>> start

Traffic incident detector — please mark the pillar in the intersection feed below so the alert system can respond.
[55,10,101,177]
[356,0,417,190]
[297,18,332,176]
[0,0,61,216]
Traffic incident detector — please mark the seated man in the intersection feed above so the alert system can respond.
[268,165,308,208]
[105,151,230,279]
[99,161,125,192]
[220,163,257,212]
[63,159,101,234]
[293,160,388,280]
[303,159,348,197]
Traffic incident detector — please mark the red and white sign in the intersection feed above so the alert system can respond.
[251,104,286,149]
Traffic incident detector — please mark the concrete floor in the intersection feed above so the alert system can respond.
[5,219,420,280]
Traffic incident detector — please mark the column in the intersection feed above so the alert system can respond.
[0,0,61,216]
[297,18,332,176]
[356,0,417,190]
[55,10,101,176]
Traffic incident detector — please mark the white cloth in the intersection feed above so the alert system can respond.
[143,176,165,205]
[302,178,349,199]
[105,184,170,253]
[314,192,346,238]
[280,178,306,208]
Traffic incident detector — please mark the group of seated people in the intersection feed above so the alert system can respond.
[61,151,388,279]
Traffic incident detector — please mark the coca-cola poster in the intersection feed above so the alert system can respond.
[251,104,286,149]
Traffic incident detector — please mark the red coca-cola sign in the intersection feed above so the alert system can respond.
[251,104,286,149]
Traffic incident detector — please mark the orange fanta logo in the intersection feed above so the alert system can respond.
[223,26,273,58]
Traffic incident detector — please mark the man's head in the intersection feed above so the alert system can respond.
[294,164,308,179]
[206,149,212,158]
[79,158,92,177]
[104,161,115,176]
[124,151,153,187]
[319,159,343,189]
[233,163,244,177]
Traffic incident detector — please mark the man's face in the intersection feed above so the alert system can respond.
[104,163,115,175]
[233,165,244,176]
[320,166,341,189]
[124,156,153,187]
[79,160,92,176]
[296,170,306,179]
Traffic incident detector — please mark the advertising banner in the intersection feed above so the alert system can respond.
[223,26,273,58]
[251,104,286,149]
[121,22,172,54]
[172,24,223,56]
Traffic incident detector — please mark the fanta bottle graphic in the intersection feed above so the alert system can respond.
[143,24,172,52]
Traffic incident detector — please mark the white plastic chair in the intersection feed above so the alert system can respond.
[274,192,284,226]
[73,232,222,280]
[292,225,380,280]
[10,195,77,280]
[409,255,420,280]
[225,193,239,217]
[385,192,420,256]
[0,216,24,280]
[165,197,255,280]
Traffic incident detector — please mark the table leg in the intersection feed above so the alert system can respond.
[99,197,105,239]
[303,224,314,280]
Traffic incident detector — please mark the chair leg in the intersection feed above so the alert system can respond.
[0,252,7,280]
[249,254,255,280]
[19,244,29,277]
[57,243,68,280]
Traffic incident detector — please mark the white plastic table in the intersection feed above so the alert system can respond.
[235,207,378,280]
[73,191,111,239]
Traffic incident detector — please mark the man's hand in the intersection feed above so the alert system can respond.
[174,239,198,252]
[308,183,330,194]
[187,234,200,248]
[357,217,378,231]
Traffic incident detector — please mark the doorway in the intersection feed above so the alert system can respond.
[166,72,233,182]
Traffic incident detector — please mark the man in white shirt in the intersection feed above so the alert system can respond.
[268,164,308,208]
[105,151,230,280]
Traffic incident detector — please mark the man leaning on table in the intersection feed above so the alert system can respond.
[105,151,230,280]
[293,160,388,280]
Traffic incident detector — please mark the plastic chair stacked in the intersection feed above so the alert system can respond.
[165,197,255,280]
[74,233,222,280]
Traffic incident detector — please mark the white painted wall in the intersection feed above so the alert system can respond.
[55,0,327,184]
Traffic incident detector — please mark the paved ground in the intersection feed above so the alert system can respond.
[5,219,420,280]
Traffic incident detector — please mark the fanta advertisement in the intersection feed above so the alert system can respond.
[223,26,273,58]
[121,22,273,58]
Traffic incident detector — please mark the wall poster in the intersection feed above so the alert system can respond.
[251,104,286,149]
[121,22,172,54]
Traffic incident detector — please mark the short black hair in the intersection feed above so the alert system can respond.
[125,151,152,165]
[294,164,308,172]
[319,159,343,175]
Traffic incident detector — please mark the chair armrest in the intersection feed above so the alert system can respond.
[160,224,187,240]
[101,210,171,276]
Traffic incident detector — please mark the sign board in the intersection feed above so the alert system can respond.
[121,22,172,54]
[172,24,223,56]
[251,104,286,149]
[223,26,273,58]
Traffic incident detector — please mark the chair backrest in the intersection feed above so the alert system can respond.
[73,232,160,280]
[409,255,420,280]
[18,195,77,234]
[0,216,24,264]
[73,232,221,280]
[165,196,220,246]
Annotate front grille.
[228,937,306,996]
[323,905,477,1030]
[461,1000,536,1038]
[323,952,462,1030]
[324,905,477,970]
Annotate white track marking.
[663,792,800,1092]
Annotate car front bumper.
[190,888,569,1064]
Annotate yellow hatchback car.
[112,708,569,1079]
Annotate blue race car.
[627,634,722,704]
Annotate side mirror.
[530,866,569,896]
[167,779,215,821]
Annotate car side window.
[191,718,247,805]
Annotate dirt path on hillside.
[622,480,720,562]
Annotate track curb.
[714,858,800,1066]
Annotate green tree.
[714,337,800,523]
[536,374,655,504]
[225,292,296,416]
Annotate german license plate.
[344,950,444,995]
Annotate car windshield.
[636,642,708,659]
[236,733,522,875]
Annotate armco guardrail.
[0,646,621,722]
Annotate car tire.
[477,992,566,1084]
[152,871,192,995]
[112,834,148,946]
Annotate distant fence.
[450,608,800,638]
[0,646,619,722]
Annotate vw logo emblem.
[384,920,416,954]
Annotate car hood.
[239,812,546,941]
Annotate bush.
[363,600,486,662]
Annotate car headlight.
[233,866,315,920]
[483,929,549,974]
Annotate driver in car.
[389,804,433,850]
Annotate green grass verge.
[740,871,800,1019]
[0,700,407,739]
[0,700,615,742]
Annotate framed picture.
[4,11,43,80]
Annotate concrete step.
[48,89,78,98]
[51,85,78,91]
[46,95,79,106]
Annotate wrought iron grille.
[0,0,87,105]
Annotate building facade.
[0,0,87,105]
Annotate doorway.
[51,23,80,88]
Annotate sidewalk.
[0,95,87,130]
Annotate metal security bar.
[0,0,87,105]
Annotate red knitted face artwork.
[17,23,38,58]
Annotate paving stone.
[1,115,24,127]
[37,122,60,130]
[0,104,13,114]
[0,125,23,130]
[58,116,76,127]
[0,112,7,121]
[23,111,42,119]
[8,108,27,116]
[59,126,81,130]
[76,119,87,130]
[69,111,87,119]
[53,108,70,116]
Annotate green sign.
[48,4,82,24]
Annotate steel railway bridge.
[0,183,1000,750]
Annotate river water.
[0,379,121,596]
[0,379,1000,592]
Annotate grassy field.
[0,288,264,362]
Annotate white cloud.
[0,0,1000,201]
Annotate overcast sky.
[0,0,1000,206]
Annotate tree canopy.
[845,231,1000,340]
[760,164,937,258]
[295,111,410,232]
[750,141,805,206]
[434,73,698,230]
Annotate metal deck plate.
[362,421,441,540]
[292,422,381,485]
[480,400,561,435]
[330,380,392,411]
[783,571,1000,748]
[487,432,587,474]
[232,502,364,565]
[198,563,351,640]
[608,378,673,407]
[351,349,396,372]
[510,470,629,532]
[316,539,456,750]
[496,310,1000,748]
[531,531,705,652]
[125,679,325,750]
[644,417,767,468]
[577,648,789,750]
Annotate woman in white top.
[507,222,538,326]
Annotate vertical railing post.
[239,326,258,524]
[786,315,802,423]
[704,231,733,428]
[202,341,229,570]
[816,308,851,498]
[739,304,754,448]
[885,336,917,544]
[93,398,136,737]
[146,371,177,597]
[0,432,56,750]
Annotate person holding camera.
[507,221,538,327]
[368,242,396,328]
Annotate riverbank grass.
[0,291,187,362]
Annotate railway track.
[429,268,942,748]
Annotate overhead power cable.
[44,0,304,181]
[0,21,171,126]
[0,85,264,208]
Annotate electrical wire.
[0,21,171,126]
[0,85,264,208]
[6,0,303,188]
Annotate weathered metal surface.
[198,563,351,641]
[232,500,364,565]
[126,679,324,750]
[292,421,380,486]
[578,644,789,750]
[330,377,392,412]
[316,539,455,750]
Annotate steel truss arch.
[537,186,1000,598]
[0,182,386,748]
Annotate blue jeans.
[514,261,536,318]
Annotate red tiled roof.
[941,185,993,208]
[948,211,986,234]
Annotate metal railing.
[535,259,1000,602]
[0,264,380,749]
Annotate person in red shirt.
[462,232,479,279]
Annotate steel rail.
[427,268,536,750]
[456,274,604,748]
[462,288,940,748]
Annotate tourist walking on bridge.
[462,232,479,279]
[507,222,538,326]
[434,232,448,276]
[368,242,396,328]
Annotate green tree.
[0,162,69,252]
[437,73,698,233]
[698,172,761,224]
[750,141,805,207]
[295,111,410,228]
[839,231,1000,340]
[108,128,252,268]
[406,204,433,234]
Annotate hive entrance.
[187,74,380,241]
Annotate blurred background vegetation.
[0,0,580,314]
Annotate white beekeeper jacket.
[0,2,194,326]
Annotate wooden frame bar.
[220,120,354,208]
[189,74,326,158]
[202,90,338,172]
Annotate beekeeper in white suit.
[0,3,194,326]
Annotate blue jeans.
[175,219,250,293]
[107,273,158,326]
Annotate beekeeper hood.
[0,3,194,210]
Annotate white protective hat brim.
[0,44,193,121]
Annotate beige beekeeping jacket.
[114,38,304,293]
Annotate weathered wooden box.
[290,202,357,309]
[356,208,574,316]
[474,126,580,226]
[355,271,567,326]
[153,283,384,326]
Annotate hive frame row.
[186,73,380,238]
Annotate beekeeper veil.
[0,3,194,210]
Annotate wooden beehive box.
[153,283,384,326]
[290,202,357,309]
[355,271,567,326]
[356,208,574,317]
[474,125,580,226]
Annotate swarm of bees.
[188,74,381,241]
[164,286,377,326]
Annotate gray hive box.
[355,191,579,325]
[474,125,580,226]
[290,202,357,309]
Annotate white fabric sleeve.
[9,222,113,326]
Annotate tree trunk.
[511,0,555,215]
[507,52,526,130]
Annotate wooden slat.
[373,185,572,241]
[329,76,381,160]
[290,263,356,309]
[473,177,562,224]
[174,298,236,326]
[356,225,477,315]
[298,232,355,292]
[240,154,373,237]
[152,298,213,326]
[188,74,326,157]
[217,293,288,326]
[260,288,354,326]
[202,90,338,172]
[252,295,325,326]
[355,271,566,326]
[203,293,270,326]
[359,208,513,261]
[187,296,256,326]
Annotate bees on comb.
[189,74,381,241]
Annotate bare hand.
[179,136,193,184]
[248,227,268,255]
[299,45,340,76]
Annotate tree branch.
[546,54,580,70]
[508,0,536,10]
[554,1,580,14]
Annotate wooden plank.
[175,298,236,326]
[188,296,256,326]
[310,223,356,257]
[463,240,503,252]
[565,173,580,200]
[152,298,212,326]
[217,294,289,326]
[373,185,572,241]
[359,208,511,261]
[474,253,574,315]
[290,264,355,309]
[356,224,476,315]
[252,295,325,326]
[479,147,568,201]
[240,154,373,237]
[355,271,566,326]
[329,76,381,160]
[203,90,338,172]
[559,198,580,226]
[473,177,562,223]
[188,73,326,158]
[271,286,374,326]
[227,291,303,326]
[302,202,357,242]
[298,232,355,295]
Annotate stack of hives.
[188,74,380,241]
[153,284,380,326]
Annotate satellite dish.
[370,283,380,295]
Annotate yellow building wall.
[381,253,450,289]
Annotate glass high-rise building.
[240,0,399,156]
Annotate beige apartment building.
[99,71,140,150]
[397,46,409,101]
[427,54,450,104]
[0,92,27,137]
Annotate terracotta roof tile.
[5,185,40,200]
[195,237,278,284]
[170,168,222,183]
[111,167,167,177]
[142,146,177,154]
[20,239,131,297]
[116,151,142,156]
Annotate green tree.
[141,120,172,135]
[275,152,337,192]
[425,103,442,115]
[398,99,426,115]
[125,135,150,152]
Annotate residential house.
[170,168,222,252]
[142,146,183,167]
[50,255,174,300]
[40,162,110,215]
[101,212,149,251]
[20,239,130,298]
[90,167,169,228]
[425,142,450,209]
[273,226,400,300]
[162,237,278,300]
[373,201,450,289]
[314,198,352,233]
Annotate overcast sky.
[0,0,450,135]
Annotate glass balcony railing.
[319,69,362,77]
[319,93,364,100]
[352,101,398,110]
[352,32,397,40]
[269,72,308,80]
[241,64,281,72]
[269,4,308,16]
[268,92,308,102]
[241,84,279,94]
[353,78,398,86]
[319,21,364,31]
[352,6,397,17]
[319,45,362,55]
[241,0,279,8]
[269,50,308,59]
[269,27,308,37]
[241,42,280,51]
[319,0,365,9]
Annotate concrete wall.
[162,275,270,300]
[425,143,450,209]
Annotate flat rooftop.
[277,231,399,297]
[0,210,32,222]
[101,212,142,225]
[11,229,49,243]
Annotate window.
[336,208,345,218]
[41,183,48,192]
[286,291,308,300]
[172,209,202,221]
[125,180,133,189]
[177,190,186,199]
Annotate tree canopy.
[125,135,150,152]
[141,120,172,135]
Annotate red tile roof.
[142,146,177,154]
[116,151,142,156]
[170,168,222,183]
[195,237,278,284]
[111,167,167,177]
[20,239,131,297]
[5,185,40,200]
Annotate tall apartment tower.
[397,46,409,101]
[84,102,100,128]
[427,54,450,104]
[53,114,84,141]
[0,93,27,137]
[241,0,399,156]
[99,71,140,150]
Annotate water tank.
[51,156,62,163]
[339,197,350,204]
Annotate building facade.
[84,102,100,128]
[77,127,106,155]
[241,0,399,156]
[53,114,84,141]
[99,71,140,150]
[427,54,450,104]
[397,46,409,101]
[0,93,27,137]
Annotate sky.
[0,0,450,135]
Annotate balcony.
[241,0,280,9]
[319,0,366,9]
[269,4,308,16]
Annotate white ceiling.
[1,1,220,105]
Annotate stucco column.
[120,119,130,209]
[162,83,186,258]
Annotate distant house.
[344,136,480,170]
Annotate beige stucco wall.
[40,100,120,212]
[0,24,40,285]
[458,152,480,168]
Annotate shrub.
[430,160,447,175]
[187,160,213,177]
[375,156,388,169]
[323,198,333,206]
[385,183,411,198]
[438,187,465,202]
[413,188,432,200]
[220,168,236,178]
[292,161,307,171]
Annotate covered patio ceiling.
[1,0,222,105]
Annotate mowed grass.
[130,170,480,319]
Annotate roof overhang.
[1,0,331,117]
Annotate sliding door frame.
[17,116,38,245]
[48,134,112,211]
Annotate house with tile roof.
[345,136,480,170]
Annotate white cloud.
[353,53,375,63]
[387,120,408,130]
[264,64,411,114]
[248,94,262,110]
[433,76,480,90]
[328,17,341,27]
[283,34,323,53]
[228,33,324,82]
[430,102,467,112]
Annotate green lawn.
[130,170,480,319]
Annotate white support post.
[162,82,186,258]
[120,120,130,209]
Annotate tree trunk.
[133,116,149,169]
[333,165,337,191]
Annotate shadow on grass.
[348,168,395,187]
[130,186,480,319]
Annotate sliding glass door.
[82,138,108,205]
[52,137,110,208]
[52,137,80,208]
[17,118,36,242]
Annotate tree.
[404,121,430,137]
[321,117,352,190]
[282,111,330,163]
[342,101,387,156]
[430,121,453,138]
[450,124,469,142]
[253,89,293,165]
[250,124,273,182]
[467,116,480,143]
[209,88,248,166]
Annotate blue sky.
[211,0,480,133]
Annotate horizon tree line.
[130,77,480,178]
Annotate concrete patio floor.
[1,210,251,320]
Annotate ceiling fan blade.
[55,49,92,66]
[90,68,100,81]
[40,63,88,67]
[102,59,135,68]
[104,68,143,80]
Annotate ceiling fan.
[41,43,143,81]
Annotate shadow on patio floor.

>> end

Task instructions: Rewrite the data from the line with "Annotate driver in car." to the line with "[17,23,38,58]", keeping every line and raising each bounding-box coordinate by 5.

Task response:
Annotate driver in car.
[394,809,438,855]
Annotate green grass verge.
[745,876,805,1024]
[5,705,412,744]
[5,705,620,747]
Annotate framed picture.
[9,16,48,85]
Annotate concrete step.
[53,94,83,103]
[56,90,83,96]
[51,100,84,111]
Annotate wrought iron grille.
[5,5,92,110]
Annotate building facade.
[5,5,92,110]
Annotate doorway.
[56,28,85,93]
Annotate sidewalk.
[5,100,92,135]
Annotate metal security bar.
[5,5,92,110]
Annotate red knitted face artwork.
[22,28,43,63]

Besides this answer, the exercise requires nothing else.